TASK REQUIREMENTS -
Put the data below into a numbered list, from its first line through the line containing "571,362,579,413", and leave out any blank lines.

——

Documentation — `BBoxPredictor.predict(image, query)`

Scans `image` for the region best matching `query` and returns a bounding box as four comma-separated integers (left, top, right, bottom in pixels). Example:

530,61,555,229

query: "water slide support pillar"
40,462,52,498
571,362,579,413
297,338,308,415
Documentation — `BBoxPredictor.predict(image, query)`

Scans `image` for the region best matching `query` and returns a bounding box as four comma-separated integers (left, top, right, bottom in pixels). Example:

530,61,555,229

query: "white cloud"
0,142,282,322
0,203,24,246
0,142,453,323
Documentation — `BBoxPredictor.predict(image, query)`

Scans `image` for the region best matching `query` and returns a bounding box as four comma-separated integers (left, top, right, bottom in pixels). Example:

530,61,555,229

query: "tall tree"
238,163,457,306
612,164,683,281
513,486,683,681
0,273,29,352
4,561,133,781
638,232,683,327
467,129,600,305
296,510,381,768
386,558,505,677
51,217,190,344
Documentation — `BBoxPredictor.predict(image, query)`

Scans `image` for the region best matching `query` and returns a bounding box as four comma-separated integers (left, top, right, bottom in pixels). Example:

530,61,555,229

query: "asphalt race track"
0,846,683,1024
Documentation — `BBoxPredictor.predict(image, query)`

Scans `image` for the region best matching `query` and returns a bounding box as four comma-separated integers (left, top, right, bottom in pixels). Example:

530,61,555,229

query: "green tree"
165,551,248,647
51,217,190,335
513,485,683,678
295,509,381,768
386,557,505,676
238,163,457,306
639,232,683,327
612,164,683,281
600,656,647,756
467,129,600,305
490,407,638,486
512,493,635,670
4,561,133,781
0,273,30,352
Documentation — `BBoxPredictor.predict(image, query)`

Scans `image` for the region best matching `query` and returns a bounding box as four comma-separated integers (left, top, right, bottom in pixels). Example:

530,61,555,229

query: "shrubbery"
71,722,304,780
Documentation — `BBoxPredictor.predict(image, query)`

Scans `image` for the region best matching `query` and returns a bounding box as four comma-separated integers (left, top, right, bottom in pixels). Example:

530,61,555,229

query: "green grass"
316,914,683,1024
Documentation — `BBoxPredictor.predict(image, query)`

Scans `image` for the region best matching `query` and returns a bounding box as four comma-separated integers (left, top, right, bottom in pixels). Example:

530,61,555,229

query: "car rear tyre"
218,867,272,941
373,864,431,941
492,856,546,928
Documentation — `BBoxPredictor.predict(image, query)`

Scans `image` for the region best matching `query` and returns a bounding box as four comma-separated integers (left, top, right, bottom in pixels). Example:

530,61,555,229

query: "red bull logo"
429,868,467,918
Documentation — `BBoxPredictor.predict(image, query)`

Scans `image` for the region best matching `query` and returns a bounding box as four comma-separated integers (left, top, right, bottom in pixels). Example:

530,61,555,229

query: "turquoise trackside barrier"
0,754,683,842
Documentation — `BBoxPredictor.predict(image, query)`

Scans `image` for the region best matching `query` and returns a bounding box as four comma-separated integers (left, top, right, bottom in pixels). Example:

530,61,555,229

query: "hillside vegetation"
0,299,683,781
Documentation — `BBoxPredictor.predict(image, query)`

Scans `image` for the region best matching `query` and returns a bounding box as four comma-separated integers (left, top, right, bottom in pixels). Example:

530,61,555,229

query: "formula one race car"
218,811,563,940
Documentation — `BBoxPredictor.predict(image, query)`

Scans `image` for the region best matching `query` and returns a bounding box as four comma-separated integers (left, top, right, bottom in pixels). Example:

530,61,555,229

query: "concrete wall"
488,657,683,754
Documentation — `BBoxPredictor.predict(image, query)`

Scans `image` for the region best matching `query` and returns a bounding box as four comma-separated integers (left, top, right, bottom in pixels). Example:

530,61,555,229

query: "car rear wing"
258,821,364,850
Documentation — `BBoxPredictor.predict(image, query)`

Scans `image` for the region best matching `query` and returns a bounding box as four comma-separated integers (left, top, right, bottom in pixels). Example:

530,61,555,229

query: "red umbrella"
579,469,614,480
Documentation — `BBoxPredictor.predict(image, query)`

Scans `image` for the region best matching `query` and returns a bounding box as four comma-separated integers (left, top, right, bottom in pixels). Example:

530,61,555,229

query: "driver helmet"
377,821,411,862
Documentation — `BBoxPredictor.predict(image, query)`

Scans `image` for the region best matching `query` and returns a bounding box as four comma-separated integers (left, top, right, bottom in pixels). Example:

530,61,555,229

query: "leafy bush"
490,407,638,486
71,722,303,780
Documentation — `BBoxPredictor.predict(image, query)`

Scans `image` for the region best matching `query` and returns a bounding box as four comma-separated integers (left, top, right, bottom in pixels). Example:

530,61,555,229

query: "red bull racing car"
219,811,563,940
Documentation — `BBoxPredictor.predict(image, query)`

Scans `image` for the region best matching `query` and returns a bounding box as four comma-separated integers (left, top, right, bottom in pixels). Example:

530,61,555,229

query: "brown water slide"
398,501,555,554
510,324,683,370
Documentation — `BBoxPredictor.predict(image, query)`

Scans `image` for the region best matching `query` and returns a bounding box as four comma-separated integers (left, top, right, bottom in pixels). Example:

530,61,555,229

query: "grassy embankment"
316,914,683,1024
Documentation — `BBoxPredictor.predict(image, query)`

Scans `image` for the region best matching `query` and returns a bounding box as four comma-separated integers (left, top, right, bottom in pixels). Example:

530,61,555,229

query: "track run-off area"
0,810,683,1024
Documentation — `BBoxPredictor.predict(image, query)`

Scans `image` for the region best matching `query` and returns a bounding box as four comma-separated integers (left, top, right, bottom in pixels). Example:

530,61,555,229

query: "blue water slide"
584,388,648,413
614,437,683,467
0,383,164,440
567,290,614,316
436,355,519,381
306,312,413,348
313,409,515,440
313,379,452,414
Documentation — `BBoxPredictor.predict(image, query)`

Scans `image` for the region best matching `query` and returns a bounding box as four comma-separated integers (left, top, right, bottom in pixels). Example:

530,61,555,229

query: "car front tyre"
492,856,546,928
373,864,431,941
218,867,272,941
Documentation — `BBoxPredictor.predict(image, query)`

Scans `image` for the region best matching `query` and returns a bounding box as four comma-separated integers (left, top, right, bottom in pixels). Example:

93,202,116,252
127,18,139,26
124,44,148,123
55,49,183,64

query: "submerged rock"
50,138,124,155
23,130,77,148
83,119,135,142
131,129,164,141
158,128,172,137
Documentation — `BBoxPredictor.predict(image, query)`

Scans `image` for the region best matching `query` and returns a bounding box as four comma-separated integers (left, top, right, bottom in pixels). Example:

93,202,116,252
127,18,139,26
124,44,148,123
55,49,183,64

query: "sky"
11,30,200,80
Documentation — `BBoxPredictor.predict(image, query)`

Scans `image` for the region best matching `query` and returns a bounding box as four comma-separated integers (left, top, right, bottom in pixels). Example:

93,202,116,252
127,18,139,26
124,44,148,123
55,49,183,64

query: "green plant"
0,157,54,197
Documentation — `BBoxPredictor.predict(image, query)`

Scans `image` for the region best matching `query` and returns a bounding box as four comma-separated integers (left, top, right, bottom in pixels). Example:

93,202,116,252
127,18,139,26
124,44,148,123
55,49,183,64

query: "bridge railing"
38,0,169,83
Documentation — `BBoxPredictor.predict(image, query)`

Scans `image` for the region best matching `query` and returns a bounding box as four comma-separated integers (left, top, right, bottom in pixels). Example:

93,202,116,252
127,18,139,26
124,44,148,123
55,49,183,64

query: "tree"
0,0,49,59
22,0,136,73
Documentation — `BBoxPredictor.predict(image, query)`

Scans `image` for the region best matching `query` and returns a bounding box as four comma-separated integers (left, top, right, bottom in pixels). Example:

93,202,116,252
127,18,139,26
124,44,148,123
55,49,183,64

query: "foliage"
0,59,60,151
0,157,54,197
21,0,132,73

——

THE RESULT -
1. Documentation — `BBoxPredictor.predict(image, query)`
2. Scans `image` for the region best matching `query` and returns a bounding box as four comma-separated integers (left, top, right, bottom in pixels). Example:
3. 530,61,555,229
4. query: "water slide support pillar"
5. 40,462,52,498
6. 571,362,579,413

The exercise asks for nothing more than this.